Instrução 1
Responda às perguntas a seguir com base no texto sobre a corrupção sistêmica.
(a) Segundo o texto, que três motivos podem levar as coalizões políticas no governo a não adotar decisões que tocam em fortes interesses?
(b) Qual é apontado como o maior desafio na luta contra a corrupção sistêmica?
(c) De que natureza o texto diz que os esforços para erradicar a corrupção não são apenas?
Instrução 2
Prolongue o texto sobre a corrupção sistêmica, começando logo após a última frase.

Texto fornecido

══════

Medidas que podem ser adotadas

Existe uma grande variedade de medidas disponíveis para que um Estado possa encarar a corrupção sistêmica e, sem embargo, poucas são adotadas. Isso pode se dever a que as coalisões políticas que acessam aos governos não desejam, não se atrevem ou não têm a capacidade para adotar decisões que tocam em fortes interesses. O maior desafio na luta contra a corrupção sistêmica é conseguir, em regimes democráticos, que os governos da vez detenham o poder requerido para fazer-lhe frente. É que os esforços por erradicar a estendida corrupção não são só de natureza judicial ou policial, mas que requerem ser estruturados e coordenados por uma firma determinação política que conte com um amplo sustento social e econômico.

══════

Registros brutos
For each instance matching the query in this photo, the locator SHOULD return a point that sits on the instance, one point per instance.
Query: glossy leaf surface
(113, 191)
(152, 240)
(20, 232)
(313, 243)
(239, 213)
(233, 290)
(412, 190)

══════

Resposta escrita 1
(a) Elas não desejam, não se atrevem ou não têm a capacidade para adotar essas decisões.
(b) Conseguir, em regimes democráticos, que os governos da vez detenham o poder requerido para fazer frente à corrupção.
(c) Não são só de natureza judicial ou policial.

Resposta escrita 2
Deve-se destacar que existe uma Convenção das Nações Unidas sobre a Corrupção (CNUCC), centrada na corrupção e manejo delitivo de recursos públicos, tráfico de influências, abuso de funções, enriquecimento ilícito, encobrimento, obstrução da justiça, lavagem de dinheiro e recuperação de ativos advindos da corrupção. Outros aspectos considerados referem-se ao financiamento de partidos políticos, medidas para reforçar a integridade e evitar toda oportunidade de corrupção no Poder Judiciário e o Ministério Público, boas práticas comerciais entre as empresas e nas relações contratuais das empresas com o Estado. O texto completo pode ser lido em http://www.unodc.org/pdf/corruption/publications_unodc_convention-s.pdf

Medidas importantes contra a corrupção sistêmica incluem, entre muitas outras, as seguintes:

  • Taxar ativos, rendas e transações financeiras de modo a eliminar ou, quando menos, reduzir significativamente as exorbitantes taxas de lucro obtidas expropriando valores gerados por outros.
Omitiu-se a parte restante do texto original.